### Dataset content

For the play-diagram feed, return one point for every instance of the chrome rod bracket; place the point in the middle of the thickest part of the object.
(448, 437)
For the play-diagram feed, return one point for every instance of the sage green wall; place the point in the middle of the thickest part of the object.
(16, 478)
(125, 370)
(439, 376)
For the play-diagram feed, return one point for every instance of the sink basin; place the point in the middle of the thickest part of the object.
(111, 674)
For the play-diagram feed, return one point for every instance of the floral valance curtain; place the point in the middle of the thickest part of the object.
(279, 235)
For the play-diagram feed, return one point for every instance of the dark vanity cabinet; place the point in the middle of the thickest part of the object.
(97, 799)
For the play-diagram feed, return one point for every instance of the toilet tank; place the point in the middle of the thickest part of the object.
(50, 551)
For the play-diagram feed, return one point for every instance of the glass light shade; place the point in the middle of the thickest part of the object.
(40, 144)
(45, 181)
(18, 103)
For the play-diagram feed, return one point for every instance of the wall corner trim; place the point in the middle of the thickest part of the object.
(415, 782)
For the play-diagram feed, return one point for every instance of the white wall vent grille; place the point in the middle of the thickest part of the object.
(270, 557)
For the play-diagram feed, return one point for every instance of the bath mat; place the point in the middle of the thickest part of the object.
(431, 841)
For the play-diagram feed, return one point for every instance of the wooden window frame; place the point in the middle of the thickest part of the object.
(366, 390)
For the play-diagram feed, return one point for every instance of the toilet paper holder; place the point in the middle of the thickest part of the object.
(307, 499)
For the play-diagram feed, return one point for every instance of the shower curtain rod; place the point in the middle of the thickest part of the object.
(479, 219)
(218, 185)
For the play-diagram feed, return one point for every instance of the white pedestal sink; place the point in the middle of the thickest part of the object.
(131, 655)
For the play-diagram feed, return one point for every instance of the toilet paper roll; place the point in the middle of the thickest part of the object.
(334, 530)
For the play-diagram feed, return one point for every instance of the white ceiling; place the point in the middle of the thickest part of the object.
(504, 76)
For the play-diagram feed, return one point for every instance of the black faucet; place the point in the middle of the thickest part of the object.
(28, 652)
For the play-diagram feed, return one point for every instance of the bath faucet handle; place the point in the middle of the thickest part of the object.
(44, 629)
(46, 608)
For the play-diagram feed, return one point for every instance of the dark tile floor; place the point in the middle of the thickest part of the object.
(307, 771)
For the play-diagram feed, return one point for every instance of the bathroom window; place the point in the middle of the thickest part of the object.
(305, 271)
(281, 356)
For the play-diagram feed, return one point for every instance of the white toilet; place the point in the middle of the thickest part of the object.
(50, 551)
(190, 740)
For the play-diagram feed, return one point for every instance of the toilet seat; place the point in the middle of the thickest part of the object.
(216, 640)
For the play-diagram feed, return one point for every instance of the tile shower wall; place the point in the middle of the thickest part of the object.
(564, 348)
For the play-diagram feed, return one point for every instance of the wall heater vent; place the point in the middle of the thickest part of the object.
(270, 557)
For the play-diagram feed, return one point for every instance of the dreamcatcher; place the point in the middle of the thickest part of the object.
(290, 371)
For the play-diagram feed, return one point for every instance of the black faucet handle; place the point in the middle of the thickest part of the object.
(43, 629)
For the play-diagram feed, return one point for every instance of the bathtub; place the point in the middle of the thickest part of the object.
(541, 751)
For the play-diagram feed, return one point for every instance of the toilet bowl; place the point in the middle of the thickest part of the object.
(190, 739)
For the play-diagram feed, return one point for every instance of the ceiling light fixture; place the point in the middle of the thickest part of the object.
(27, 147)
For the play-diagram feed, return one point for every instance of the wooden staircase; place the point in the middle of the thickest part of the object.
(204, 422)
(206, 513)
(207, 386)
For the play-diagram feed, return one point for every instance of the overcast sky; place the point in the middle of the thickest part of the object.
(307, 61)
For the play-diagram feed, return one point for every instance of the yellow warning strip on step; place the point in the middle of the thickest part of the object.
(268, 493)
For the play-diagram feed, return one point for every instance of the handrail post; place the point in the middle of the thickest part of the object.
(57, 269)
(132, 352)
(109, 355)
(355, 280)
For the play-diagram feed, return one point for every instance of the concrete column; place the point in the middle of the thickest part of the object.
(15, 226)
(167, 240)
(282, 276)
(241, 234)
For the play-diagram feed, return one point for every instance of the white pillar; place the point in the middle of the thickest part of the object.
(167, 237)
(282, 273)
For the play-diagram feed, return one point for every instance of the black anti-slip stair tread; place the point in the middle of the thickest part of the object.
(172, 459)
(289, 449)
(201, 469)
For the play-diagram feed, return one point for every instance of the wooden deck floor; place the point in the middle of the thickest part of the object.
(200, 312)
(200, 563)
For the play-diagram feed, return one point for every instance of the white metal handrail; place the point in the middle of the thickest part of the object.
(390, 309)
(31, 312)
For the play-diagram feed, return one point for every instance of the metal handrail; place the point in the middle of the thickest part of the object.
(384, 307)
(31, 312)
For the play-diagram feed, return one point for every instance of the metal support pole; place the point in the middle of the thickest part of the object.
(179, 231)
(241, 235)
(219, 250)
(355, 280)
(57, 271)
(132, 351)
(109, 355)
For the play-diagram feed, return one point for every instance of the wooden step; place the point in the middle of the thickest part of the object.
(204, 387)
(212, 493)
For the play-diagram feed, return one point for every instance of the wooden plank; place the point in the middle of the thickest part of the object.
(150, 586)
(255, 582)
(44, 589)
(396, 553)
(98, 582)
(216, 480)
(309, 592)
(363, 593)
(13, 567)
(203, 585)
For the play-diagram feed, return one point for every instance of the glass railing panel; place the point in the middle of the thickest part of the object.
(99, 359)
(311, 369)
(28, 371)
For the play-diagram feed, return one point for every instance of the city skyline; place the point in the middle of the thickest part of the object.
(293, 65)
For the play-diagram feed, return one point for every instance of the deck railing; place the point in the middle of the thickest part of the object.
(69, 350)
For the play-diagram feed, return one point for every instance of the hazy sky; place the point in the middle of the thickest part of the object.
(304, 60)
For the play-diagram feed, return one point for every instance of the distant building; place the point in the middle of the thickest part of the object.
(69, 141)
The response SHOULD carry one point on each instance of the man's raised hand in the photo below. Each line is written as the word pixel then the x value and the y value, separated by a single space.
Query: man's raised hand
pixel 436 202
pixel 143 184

######

▸ **Work instructions**
Write every record out again, letter for letter.

▸ **Exercise output**
For the play-diagram feed, return one point for every instance of the chrome rod bracket; place the point in the middle of the thickest part of the object.
(448, 437)
For the play-diagram feed, return one point for every instance of the sage green wall; place the point in the middle of the thickest part of the object.
(16, 478)
(125, 370)
(439, 376)
For the play-diagram feed, return one point for every instance of the sink basin; place the point in the middle of the thickest part of the object.
(111, 674)
For the play-diagram feed, return one point for every instance of the floral valance curtain; place the point in the middle of the thickest part of the object.
(279, 235)
For the play-diagram feed, return one point for every instance of the dark vanity cabinet; place the point in the middle of the thickest part of the object.
(97, 799)
For the play-diagram feed, return one point for every instance of the toilet tank; place the point in the middle of the thickest part of the object.
(50, 551)
For the play-diagram feed, return one point for every instance of the glass light shade; place the point in the middle of the thickest part of the object.
(40, 144)
(45, 181)
(18, 103)
For the play-diagram feed, return one point for every instance of the wall corner trim; place the point in the middle of the thickest part of the object.
(415, 782)
For the play-diagram feed, return one point for every instance of the white wall vent grille; place the point in the middle of the thickest part of the object.
(270, 557)
For the play-diagram feed, return one point for every instance of the bath mat; place the point in the middle of the thickest part of the object.
(431, 841)
For the play-diagram feed, return one point for every instance of the wooden window frame; place the point in the middle of the thickest part of the object.
(366, 390)
For the play-diagram feed, return one point for every instance of the toilet paper holder; place the point in the middle of the thickest part of the object.
(307, 499)
For the play-diagram feed, return one point for every instance of the shower curtain rod; place the point in the middle of the thickest part of the object.
(479, 219)
(218, 185)
For the play-diagram feed, return one point for every instance of the white pedestal sink; place the point in the middle of the thickest part of the object.
(131, 655)
For the play-diagram feed, return one point for every instance of the toilet paper roll; place the point in the middle of the thickest part of the object.
(334, 530)
For the play-diagram feed, return one point for every instance of the white ceiling; place the point in the middle of the thickest part of the object.
(504, 76)
For the play-diagram feed, return one point for every instance of the black faucet; place the point in the middle of the thickest part of the object.
(28, 652)
For the play-diagram feed, return one point for every instance of the bath faucet handle; place the point in the middle of the thickest part of the object.
(44, 629)
(46, 608)
For the play-diagram feed, return one point for every instance of the dark tile floor; place the point in the middle of the thickest part of the object.
(307, 771)
For the play-diagram feed, return one point for every instance of the bathroom window; place the point in the middle of the thickest part of the object.
(305, 271)
(281, 356)
For the play-diagram feed, return one point for every instance of the white toilet; place the point in the middle of the thickest part of the object.
(50, 551)
(190, 740)
For the play-diagram feed, return one point for every instance of the toilet seat; place the point in the middle of the thickest part of the object.
(216, 640)
For the play-diagram feed, return one point for every instance of the tile shower wall; place the point in the middle of the thickest part of the object.
(564, 348)
For the play-diagram feed, return one point for every instance of the wall heater vent; place the point in the middle of the thickest part of the object.
(270, 557)
For the play-diagram feed, return one point for every instance of the dreamcatcher; place the point in the middle of the thickest part of the object.
(290, 371)
For the play-diagram feed, return one point for every instance of the black faucet handle; place the point in the middle of the thickest part of the object.
(43, 629)
For the play-diagram feed, return one point for every instance of the bathtub; place the point in the middle of the thickest part of the object.
(541, 751)
For the play-diagram feed, return one point for every instance of the toilet bowl; place the point in the middle of the thickest part of the object.
(190, 739)
For the play-diagram feed, return one point for every instance of the ceiling light fixture; place the point in the middle of the thickest part of the object.
(27, 147)
For the play-diagram feed, return one point for every instance of the wooden staircase; place the point in the middle of the thickest part of the object.
(204, 422)
(206, 513)
(207, 386)
For the play-diagram feed, return one point for every instance of the overcast sky; place the point in the middle of the thickest part of the object.
(307, 61)
For the play-diagram feed, return one point for every instance of the yellow warning strip on step; place the point in the middle of the thickest part of the object.
(268, 493)
For the play-diagram feed, return one point for every instance of the handrail post; place the point in the middle of the thickest part of the object.
(57, 269)
(132, 352)
(109, 355)
(355, 280)
For the play-diagram feed, return one point for every instance of the concrete column; place the point in the middle of the thickest part of the object.
(15, 226)
(167, 240)
(282, 276)
(241, 234)
For the play-diagram feed, return one point for every instance of the white pillar; place the point in the middle of the thickest part of the object.
(167, 237)
(282, 273)
For the play-diagram feed, return one point for every instance of the black anti-slip stair tread; place the point in the middle of the thickest part of the object.
(172, 459)
(289, 449)
(201, 469)
For the play-diagram feed, return one point for every instance of the wooden deck floor; place the point in the middle of the thickest part of the object.
(200, 312)
(200, 563)
For the play-diagram feed, return one point for every instance of the white metal handrail; place the point in the middle of the thickest part of the object.
(390, 309)
(31, 312)
For the play-diagram feed, return one point for every instance of the metal handrail; place the point in the middle of the thickest part of the object.
(384, 307)
(31, 312)
For the play-diagram feed, return one point for every instance of the metal support pole; place the point in the middle of the thickest part of the object.
(179, 231)
(241, 235)
(219, 250)
(355, 280)
(57, 271)
(132, 351)
(109, 355)
For the play-diagram feed, return one point for every instance of the wooden step; place the point in the middle of the thickest part of the object.
(204, 387)
(212, 493)
For the play-diagram feed, return one point for every instance of the wooden plank; place the point in the middle of the thickest part of the object.
(150, 586)
(255, 582)
(44, 589)
(396, 553)
(98, 582)
(216, 480)
(309, 592)
(363, 593)
(13, 567)
(203, 585)
For the play-diagram feed, return one point for every instance of the glass railing panel; place the point in the middle of the thickest part of the object.
(99, 359)
(311, 369)
(28, 371)
For the play-diagram feed, return one point for every instance of the city skyline; place the point in the middle of the thickest part of the object.
(293, 65)
For the play-diagram feed, return one point for every instance of the deck railing; place the point in the middle of the thickest part of the object.
(69, 350)
For the play-diagram feed, return one point for every instance of the hazy sky; place the point in the middle of the thickest part of the object.
(304, 60)
For the play-diagram feed, return one point for every instance of the distant building; place the point in the middle of the thickest part of the object.
(69, 141)
The response SHOULD carry one point on each instance of the man's raised hand in the photo below. Each line is written as the word pixel then the x value and the y value, separated by a single space.
Query: man's raised hand
pixel 436 202
pixel 143 184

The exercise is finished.